# GIVEN RECORDS
>>>>>

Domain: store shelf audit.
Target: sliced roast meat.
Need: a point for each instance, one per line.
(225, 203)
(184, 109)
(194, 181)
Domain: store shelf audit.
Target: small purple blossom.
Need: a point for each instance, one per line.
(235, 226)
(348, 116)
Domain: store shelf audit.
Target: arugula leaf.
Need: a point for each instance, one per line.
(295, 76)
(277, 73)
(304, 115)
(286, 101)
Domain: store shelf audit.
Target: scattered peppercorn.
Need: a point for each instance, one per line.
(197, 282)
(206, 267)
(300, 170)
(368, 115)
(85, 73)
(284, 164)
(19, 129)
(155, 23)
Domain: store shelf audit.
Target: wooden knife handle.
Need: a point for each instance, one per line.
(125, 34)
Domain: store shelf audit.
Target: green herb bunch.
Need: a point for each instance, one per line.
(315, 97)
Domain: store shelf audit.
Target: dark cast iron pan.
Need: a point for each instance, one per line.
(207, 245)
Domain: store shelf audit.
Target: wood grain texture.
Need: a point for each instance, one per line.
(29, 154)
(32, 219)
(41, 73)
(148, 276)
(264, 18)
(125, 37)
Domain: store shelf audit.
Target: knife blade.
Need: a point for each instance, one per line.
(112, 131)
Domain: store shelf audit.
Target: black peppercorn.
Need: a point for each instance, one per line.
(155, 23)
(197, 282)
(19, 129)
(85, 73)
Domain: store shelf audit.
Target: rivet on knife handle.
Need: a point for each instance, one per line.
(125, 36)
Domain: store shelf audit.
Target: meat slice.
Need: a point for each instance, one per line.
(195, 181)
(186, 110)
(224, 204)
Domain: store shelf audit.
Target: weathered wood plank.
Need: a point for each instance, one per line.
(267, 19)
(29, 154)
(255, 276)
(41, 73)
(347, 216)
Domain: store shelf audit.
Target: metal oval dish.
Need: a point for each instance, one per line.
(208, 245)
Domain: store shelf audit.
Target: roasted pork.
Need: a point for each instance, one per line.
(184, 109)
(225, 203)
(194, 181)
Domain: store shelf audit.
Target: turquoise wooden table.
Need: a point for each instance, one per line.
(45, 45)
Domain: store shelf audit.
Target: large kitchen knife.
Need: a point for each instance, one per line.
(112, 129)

<<<<<

# WORK INSTRUCTION
Reproduce word for word the material above, beginning with the line that contains "Target: black peppercorn." and ending with the line that contains "Target: weathered wood plank.".

# ANSWER SECTION
Target: black peppercorn.
Need: a point for each instance, one per line.
(155, 23)
(197, 282)
(19, 129)
(85, 73)
Domain: store shelf audit.
Target: rivet on knife handle.
Need: a point for each instance, one per line.
(125, 36)
Domain: store shelf audit.
Target: meat slice.
Need: a point for each instance, one per line.
(195, 181)
(186, 110)
(224, 204)
Domain: store shelf audit.
Target: weathered wood plank.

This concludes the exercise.